Problem statement.
Return, unchanged, the part of the rows that opens with the line containing "Target: pavement" and closes with the last line of the rows, both ends included.

[Dataset rows]
***

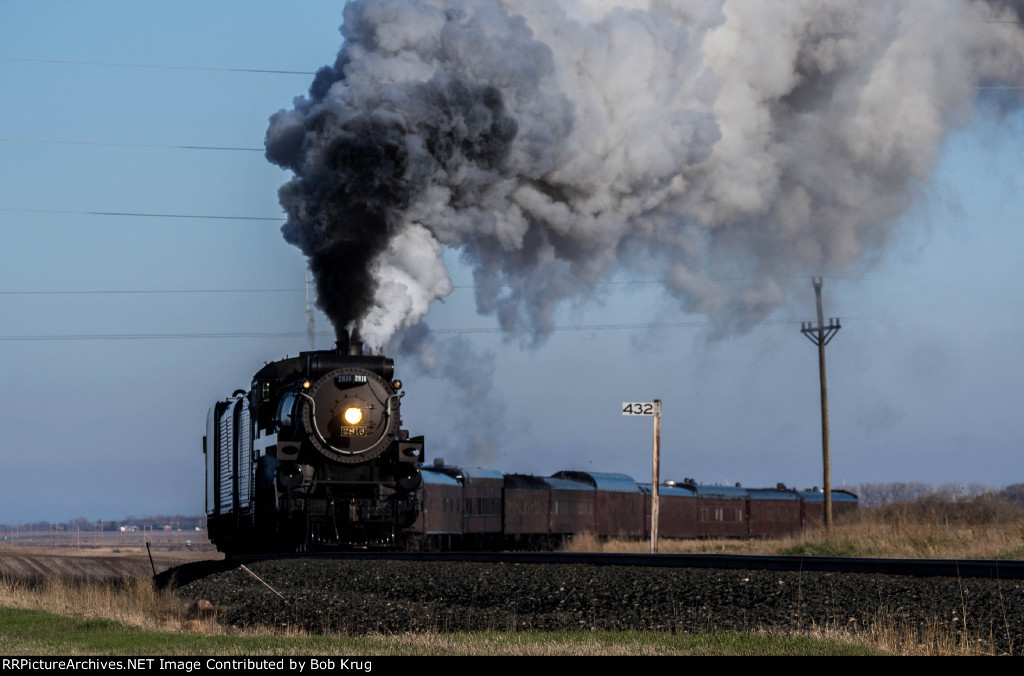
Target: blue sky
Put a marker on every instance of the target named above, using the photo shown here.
(925, 377)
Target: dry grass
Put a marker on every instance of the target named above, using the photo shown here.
(133, 601)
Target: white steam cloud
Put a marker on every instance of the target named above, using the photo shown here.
(554, 142)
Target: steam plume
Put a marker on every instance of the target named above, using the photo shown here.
(554, 142)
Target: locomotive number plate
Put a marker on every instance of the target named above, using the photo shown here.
(640, 409)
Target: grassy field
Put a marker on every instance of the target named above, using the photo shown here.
(126, 617)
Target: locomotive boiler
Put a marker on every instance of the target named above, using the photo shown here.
(312, 457)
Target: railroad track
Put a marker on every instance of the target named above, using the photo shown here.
(973, 568)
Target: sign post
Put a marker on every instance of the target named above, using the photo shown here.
(650, 409)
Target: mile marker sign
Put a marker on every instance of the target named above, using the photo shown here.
(652, 409)
(640, 408)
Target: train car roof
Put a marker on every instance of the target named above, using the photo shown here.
(679, 490)
(526, 481)
(602, 481)
(772, 494)
(468, 474)
(819, 496)
(435, 477)
(559, 483)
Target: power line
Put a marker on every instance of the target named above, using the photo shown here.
(297, 334)
(154, 66)
(100, 292)
(147, 145)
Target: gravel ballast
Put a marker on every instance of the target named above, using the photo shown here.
(359, 597)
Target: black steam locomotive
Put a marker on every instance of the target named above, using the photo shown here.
(312, 457)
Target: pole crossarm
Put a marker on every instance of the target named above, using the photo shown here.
(820, 335)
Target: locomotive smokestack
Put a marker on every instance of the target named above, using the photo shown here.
(355, 344)
(546, 146)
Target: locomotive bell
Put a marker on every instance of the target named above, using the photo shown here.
(350, 415)
(290, 475)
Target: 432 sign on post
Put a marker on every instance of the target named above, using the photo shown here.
(640, 409)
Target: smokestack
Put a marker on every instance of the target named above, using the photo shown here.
(555, 143)
(341, 344)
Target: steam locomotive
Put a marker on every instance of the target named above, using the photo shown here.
(312, 457)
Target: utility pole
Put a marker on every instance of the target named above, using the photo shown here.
(820, 335)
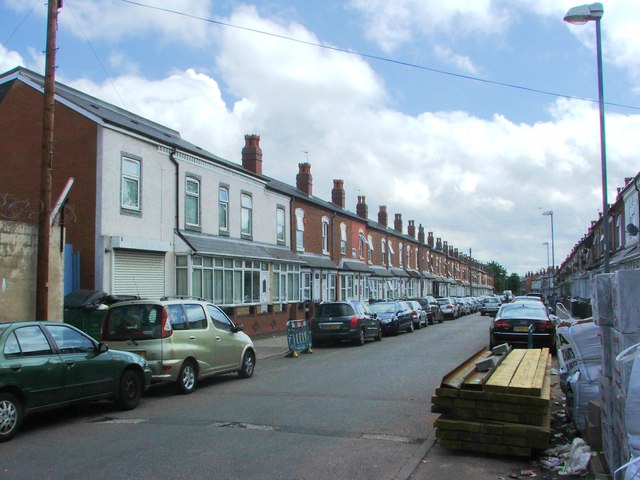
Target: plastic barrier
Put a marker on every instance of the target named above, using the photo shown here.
(298, 337)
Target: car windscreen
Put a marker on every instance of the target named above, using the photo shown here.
(334, 310)
(523, 311)
(133, 322)
(384, 307)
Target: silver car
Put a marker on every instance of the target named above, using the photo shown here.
(183, 340)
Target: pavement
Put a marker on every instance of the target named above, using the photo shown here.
(432, 462)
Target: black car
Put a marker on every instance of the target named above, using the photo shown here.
(350, 320)
(520, 323)
(431, 306)
(394, 316)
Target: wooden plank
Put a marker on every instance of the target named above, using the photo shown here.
(456, 377)
(501, 378)
(522, 379)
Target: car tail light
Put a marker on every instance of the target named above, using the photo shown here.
(165, 325)
(501, 324)
(546, 326)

***

Exercise solution.
Target: pavement
Put a marker on every instance of the target named above, using the photo shown here.
(432, 462)
Target: black car
Put a marker on every instance of the target named above, using the photo shown here.
(350, 320)
(520, 323)
(431, 306)
(394, 316)
Target: wooden plank
Put a marker on every instance of the target named above, using the photo shown here.
(456, 377)
(501, 378)
(522, 379)
Target: car tail light
Put a marker on every instance of the target named above, using the photo shown here.
(165, 325)
(501, 324)
(546, 326)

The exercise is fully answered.